** Opening Record excerpts block **

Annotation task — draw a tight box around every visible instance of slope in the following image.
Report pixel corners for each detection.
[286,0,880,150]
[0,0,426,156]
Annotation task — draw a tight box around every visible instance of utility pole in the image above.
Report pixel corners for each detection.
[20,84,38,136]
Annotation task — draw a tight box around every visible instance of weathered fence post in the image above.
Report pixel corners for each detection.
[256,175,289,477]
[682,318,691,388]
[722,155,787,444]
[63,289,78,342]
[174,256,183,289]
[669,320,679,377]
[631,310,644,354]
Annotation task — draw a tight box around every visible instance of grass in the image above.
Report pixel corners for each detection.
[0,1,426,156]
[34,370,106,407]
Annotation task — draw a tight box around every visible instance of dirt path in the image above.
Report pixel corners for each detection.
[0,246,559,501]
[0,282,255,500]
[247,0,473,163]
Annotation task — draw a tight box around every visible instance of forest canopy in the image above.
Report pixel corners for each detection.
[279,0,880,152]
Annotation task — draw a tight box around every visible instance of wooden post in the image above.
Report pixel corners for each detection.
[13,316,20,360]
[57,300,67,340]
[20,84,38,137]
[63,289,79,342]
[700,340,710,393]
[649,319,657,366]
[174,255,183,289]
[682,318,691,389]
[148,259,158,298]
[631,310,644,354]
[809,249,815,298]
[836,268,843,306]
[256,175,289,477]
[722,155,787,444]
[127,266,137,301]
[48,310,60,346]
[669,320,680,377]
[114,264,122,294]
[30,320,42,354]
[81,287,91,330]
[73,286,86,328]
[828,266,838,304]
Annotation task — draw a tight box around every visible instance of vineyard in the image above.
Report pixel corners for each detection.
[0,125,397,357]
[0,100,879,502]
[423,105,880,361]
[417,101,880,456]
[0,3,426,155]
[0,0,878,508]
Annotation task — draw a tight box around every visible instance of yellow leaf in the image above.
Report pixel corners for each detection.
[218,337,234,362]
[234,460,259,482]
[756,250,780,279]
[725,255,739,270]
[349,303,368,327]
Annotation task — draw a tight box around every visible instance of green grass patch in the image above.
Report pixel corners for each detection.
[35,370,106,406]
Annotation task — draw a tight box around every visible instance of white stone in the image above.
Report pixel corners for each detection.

** Closing Record excerpts block **

§ **Description of the task**:
Every entry should be printed again exactly as written.

§ **Finished exercise**:
Annotation task — draw a tight box around every visible instance of slope in the following image.
Report pixel corners for each detection.
[286,0,880,150]
[0,0,426,156]
Annotation task — draw a tight box around every visible instance of utility pole in the image above.
Report pixel corners for each detection.
[20,84,38,136]
Annotation task — draw a tight box around every visible instance of weathered fence post in the image above.
Report pixel corners for each detection.
[256,175,289,477]
[682,318,691,388]
[722,155,787,444]
[63,289,78,342]
[174,256,183,289]
[669,320,679,377]
[631,310,644,354]
Annotation task — draw a tight box around every visible instance of grass in the image above.
Report pixel corners for each detection.
[0,1,426,156]
[34,370,106,407]
Annotation task — draw a tight box around every visible instance of dirt path in the image above.
Report pixel corners for each detection.
[0,246,559,501]
[0,282,255,500]
[247,0,473,163]
Annotation task — draw a tight box around every visible instance of forest canopy in the image above.
Report pixel corners for each detection.
[279,0,880,152]
Annotation task — draw a tight box around every visible instance of wooden post in the image above.
Report pixel corners for each detection.
[13,316,20,360]
[57,300,67,340]
[20,84,38,137]
[63,289,79,342]
[700,340,710,393]
[649,319,657,366]
[174,255,183,289]
[682,318,691,389]
[148,259,158,298]
[631,310,644,354]
[809,249,815,298]
[836,268,843,306]
[256,175,289,477]
[722,155,787,444]
[127,266,137,301]
[48,310,60,346]
[669,320,680,377]
[114,264,122,294]
[30,320,42,354]
[81,287,91,330]
[73,286,86,328]
[828,266,838,304]
Annotation task — draw a tight box around every visible instance of vineyard in the image above.
Report pixel corners for each detection.
[0,125,397,357]
[0,100,879,502]
[423,105,880,361]
[417,101,880,456]
[0,3,426,155]
[0,0,878,508]
Annotation task — draw a tight box around every visible instance of yellow leaf in the image above.
Report pixel corners for each detection.
[218,337,234,362]
[234,460,259,482]
[756,250,780,279]
[725,255,739,270]
[349,303,368,327]
Annotation task — draw a tight box around every visible instance of green grass patch in the image above.
Report pixel corners for each detection.
[35,370,106,406]
Annotation task — draw a tight box around every visible instance of white stone in the image above.
Report pixel corners for each detection.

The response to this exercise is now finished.